INSTRUCTIONS TO FOLLOW = Report each line in the records below that contains the string "dragon".

Stored entries =
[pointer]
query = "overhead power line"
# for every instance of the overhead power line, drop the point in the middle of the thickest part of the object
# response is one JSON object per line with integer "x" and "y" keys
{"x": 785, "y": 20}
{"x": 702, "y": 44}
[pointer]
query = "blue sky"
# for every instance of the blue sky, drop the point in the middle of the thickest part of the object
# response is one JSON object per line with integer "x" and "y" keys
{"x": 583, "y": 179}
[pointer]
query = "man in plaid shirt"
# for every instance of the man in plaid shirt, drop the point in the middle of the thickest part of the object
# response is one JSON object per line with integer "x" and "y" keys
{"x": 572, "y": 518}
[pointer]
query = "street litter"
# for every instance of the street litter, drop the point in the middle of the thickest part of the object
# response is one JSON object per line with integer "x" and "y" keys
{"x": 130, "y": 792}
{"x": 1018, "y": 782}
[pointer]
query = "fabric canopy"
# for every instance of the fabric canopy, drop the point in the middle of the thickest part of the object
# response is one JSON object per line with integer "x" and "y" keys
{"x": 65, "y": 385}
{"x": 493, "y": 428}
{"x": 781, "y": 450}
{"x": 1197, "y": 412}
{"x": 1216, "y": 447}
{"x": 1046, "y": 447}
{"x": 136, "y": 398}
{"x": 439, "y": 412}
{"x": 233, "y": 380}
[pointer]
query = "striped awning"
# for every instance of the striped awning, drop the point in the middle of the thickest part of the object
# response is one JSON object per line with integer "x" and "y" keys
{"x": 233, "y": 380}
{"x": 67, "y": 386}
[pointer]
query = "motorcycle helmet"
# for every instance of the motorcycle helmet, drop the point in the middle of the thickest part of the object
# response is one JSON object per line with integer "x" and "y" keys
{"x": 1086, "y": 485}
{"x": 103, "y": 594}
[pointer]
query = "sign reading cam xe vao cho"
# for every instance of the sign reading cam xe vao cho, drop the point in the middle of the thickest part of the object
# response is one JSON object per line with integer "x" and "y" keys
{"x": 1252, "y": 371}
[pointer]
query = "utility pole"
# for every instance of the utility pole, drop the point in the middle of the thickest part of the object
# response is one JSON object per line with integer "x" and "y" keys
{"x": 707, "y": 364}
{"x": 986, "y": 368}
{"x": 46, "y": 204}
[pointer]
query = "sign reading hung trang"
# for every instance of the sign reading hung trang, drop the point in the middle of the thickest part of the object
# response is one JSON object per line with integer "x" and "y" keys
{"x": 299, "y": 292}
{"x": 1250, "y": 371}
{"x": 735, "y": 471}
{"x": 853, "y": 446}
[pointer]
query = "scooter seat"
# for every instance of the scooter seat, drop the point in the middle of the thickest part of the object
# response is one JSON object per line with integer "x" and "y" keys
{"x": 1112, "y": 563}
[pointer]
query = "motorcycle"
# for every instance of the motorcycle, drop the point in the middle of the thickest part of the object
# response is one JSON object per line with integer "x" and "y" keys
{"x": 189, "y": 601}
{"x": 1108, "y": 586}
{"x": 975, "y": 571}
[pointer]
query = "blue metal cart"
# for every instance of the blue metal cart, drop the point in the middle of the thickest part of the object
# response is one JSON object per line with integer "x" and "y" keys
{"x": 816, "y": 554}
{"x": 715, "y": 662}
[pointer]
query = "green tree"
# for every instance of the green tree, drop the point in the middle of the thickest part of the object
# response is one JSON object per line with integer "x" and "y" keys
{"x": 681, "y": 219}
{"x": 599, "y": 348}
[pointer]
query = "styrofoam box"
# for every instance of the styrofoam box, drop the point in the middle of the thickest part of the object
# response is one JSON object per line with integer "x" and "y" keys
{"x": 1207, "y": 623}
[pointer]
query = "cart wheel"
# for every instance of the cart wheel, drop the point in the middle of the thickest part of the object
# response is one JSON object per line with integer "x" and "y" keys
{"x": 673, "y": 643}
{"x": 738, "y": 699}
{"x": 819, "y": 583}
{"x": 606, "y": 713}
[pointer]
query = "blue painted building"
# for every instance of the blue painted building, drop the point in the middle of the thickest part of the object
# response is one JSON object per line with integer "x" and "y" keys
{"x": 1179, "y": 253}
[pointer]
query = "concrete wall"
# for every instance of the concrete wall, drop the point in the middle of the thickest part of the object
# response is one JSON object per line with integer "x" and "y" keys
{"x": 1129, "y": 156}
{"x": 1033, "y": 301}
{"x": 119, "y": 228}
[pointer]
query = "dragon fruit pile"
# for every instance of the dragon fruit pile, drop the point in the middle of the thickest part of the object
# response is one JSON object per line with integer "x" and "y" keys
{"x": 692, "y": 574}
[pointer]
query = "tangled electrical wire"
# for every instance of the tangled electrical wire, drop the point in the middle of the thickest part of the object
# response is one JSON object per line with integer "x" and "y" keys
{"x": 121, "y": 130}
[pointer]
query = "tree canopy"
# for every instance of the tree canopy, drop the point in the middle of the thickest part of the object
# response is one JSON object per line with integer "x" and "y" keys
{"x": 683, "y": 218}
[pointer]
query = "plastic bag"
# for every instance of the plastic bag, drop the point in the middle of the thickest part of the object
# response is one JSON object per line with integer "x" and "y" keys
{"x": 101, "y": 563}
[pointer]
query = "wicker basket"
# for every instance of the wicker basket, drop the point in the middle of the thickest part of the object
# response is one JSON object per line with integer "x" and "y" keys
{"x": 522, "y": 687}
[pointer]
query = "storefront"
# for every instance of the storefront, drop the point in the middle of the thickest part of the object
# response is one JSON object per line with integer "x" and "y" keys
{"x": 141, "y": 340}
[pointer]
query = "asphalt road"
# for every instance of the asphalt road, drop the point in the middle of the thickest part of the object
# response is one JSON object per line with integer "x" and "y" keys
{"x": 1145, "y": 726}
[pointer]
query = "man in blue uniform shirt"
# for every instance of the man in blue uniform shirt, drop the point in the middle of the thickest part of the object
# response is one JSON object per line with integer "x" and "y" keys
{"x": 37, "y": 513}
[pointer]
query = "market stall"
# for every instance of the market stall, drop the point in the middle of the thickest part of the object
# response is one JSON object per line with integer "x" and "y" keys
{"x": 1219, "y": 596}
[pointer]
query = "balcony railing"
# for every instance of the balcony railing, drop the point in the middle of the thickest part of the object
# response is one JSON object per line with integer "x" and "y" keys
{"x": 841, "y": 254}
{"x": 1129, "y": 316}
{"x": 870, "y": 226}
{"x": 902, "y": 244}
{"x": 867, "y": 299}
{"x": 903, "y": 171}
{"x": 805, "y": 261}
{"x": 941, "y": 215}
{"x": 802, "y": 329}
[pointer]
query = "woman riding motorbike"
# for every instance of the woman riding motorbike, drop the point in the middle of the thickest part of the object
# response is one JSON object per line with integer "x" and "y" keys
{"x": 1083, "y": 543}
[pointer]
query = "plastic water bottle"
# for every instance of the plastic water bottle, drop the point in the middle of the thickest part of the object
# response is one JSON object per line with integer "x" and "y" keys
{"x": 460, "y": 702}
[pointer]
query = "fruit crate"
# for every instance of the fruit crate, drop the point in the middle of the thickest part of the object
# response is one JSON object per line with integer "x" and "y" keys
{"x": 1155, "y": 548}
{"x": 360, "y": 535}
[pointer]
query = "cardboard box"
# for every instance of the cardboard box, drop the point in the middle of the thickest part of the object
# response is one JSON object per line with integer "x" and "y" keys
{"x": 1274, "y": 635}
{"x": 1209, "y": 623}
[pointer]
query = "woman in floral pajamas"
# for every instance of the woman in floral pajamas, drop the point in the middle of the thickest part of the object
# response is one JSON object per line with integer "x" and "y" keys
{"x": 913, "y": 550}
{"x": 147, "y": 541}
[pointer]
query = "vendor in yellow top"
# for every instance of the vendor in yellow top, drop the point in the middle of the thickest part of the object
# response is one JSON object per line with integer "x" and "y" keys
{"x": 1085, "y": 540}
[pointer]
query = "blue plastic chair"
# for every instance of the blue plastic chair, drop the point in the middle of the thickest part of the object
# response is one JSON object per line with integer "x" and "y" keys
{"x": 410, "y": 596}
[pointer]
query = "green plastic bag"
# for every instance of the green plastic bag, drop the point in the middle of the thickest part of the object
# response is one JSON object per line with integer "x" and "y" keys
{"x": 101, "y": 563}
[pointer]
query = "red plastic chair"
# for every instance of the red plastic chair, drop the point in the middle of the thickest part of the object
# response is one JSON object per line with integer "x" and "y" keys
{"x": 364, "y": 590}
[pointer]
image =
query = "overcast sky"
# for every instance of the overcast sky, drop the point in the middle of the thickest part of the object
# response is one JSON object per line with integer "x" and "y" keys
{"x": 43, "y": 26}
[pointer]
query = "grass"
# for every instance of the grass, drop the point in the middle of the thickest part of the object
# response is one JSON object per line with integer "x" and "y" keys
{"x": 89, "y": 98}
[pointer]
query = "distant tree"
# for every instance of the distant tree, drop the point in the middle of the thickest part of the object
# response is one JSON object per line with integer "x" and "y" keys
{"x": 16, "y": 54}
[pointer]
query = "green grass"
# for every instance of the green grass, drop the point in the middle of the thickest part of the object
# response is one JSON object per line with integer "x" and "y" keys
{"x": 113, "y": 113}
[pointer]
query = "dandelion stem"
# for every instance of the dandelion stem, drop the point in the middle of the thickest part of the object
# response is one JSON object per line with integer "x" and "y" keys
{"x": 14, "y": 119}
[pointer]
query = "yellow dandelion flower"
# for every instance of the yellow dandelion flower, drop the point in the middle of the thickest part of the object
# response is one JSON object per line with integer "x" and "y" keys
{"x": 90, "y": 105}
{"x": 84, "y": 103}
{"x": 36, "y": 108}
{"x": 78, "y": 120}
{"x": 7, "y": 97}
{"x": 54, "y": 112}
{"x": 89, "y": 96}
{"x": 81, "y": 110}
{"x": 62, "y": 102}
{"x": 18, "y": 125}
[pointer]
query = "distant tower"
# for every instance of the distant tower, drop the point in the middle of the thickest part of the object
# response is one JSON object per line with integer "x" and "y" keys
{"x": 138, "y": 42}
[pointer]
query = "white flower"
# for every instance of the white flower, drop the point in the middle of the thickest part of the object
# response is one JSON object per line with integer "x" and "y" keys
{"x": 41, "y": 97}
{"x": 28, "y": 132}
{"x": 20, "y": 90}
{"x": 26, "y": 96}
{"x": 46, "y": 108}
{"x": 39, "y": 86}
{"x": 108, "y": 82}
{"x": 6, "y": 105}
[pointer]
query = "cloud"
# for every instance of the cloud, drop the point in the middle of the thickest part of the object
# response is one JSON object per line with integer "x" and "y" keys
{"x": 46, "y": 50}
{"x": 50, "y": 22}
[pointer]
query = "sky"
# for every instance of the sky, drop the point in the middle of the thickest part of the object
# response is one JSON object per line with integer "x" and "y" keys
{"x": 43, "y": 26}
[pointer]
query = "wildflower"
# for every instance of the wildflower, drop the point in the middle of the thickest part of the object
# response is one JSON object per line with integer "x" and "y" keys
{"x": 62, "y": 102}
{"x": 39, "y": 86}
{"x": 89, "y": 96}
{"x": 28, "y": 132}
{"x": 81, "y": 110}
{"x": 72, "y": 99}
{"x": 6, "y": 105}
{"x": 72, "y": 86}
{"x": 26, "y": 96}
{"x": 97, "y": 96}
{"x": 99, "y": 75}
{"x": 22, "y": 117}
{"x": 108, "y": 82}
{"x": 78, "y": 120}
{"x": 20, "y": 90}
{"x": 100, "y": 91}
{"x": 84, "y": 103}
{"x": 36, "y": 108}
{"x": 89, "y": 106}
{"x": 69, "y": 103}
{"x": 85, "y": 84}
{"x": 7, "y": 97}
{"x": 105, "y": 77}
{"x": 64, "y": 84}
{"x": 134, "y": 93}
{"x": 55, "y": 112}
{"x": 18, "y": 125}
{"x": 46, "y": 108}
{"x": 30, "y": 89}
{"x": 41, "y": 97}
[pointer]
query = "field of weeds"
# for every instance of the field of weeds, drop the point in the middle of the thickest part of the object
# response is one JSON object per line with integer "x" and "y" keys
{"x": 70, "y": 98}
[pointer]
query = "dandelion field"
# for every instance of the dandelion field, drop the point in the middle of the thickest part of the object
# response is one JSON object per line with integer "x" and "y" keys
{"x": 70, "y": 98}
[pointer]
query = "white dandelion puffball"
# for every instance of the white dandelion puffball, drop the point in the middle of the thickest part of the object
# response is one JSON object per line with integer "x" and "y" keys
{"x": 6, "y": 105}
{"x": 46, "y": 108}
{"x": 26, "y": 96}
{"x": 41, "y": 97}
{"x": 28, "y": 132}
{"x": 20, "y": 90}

OUTPUT BELOW =
query = "dragon fruit pile"
# for every instance of the dragon fruit pile, drop the point in the middle of the thickest part of the object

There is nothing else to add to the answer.